■ **What you need to do**
Can you carry on the first-person account of taking over a coworker's struggling software project, picking up right after its final sentence?

■ **Given text**
So when I took over his project, there may have been some feeling that I took it from him or got him kicked off the project.  And that’s partly true.  I told my boss to put me on the project.  But it wasn’t because of any ill-will.  I wanted the best for our team and the best for our company.  I wanted the program done right.  And yes, I was the guy sitting on the bench, yelling, “Put me in coach!  Put me in!”  I wanted to jump on that sinking ship and save it.  And I did.  I threw out any work the previous engineer had done (it was in a completely wrong direction, an example of “better to start over than try to salvage”).  I started with a fresh fork of the program (we borrow code from another group).  And I’m not exaggerating when I say that I had a stable production release within two weeks.  My coworker, bless his heart, did not understand the program, didn’t really know what he was doing, and he was only able to complete a fraction of the total program requirements.  I mean no disrespect, but I can say with complete confidence that he never would have gotten the program where it needed to be.

■ **Supplied records**
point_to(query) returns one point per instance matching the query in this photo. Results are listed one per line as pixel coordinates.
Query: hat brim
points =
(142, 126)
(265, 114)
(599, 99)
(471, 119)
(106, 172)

■ **Answer**
Well, most of this is water under the bridge.  It’s been over 4 months since this all went down.  And like I said, my coworker comes to me for help with his current work.  And I like him–he’s a nice guy.  Not a great programmer, but very few people are.  I sometimes get frustrated that he’s working 100% of his time on something that used to be ~10% of my time, but I’m doing my best to deal with the fact that not everyone works at the same rate.  But despite my griping, I want to get along and work well with him.  And I think I do.  At least I hope I do.

So fast-forwarding to today.   I think me and this coworker above get along alright–we’re able to work together as necessary at the very least.  (I mean, we’re not hanging out on the weekends, but I don’t think we have much in common anyway.)  So the surprising part of this story (and really the part that prompted this post) is what happened with a different coworker.  Engineer A above actually interviewed with our group before I joined the company.  He was hired into a different group originally.  Engineer B used to work with engineer A back at their previous employer.  I believe it was engineer B that referred engineer A to the company.  Engineer B was my cube-mate for almost two years.  We got along pretty well.  Eventually, engineer A was placed into our group by upper management.  And that’s how we all ended up working together.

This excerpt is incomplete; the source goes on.